● **DOCUMENTO DE ORIGEM**:
┌────────
Em dezembro de 2009, fiz 5 radioterapias diretamente sobre o local da cirurgia. Perdi cabelo na região tratada, já era certo que o cabelo não cresceria novamente em grande parte da cabeça. Cheguei a procurar um tatuador para disfarçar as partes brancas. Mas alguns meses depois, o cabelo voltou a crescer normalmente.
PO - Como foi ter que enfrentar essa nova situação?
G - Eu estava muito mais “tranquila”, fui muito bem assistida pelos médicos, que assumiram 80% dos meus problemas. Um mês depois eu voltei para minha vida normal, fazendo caminhadas e palavras cruzadas. Claro que foi traumático, mas nada parecido com a descoberta do câncer no pulmão. Em partes, da primeira vez foi pior porque demorei muito a receber orientação adequada. Desta vez eu tinha histórico, e os médicos sabiam como me tratar como paciente e como ser humano.
PO - Desde então não teve nenhuma recidiva?
└────────
Itens listados em um conjunto de dados:
┌────────
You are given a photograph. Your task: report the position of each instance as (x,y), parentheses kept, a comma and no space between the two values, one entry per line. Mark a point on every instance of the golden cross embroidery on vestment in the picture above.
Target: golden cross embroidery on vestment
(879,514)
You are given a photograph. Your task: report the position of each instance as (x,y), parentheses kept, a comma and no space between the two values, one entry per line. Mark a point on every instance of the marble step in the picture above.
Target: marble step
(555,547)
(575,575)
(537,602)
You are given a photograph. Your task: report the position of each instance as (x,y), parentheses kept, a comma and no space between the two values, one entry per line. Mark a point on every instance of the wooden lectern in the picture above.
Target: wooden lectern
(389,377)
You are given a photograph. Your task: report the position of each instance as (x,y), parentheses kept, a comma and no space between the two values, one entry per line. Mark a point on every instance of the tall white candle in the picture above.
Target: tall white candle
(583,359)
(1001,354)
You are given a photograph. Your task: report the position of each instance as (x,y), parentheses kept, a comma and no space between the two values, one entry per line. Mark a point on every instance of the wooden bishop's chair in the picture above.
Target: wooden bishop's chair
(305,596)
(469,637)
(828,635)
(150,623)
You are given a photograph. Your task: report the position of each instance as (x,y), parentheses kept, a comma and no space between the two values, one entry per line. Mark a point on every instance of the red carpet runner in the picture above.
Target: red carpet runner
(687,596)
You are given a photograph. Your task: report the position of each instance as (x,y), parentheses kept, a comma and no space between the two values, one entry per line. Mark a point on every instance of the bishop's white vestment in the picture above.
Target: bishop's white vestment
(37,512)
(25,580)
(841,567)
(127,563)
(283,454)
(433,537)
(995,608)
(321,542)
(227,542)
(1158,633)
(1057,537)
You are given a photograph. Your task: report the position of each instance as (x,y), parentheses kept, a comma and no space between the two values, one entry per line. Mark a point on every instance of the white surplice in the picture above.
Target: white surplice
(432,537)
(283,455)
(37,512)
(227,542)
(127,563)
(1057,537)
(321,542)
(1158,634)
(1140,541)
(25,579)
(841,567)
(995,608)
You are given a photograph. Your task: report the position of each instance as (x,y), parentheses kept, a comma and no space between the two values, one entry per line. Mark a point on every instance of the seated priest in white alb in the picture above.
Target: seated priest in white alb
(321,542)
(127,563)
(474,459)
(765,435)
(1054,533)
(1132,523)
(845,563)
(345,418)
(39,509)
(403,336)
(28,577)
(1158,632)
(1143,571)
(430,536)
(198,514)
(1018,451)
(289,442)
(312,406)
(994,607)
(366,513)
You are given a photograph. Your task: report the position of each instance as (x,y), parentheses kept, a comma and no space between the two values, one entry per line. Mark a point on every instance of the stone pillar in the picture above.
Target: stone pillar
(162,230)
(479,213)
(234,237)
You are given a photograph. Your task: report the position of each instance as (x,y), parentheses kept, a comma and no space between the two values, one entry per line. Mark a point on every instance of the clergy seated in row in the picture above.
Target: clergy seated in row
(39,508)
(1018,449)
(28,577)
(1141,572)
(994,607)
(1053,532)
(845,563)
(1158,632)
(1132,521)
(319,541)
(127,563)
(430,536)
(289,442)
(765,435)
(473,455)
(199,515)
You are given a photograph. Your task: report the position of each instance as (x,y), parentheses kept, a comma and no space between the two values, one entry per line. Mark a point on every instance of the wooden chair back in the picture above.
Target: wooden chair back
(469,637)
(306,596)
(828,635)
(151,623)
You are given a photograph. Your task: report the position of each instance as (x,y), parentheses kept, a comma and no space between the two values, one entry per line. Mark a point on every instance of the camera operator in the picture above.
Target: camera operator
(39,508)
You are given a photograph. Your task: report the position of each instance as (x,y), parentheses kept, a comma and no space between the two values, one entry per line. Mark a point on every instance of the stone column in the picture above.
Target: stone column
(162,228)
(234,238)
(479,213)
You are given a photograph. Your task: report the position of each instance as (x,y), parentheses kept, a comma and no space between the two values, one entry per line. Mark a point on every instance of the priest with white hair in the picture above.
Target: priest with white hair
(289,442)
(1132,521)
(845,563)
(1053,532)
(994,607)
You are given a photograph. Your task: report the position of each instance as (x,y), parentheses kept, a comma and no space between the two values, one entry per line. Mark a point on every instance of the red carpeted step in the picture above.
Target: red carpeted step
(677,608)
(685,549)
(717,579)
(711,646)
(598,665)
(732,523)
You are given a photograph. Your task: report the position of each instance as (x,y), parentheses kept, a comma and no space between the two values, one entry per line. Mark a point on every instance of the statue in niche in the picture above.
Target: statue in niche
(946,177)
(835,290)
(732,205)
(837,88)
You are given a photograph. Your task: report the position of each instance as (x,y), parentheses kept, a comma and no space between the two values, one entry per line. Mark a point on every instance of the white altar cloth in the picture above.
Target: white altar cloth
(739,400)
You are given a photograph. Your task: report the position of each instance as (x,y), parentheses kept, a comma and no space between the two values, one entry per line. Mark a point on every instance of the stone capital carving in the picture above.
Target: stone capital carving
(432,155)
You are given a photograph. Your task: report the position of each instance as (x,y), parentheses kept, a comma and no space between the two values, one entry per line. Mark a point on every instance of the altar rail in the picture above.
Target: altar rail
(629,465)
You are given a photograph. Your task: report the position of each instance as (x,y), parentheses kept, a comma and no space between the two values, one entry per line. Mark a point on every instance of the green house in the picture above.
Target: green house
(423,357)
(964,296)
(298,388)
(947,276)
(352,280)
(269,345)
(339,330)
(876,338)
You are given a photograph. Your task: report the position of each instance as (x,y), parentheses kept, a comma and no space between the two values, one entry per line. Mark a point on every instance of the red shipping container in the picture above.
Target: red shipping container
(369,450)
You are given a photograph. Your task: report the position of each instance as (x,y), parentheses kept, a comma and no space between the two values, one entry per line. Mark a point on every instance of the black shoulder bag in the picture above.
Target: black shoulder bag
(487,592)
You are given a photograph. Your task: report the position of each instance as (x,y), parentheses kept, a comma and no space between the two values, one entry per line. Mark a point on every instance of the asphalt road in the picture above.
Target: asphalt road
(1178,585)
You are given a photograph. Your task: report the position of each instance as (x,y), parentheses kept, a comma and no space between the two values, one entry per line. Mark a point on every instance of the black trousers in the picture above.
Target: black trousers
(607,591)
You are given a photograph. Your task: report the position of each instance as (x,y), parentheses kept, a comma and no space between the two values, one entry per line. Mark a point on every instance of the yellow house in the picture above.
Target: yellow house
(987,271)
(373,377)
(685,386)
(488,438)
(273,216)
└────────
● **TAREFAS A REALIZAR**:
1 - Responda, com base na entrevista:
(a) Quantas radioterapias foram feitas em dezembro de 2009?
(b) Que percentual dos problemas foi assumido pelos médicos?
(c) Quanto tempo depois houve a volta à vida normal?
2 - Transcreva da entrevista o trecho que vai desde "PO - Como foi" até "como ser humano.", inclusive.
3 - Indique se cada afirmação concorda com a entrevista:
(a) O cabelo voltou a crescer normalmente alguns meses depois.
(b) A nova situação foi descrita como mais traumática que a descoberta do câncer no pulmão.
(c) Chegou-se a procurar um tatuador para disfarçar as partes brancas.
As linhas não têm nenhum papel nesta atividade.

● **CONJUNTO DE RESPOSTAS**:
1 -
(a) 5 radioterapias.
(b) 80%.
(c) Um mês depois.

2 -
PO - Como foi ter que enfrentar essa nova situação?
G - Eu estava muito mais “tranquila”, fui muito bem assistida pelos médicos, que assumiram 80% dos meus problemas. Um mês depois eu voltei para minha vida normal, fazendo caminhadas e palavras cruzadas. Claro que foi traumático, mas nada parecido com a descoberta do câncer no pulmão. Em partes, da primeira vez foi pior porque demorei muito a receber orientação adequada. Desta vez eu tinha histórico, e os médicos sabiam como me tratar como paciente e como ser humano.

3 -
(a) Sim: "Mas alguns meses depois, o cabelo voltou a crescer normalmente."
(b) Não: "Claro que foi traumático, mas nada parecido com a descoberta do câncer no pulmão."
(c) Sim: "Cheguei a procurar um tatuador para disfarçar as partes brancas."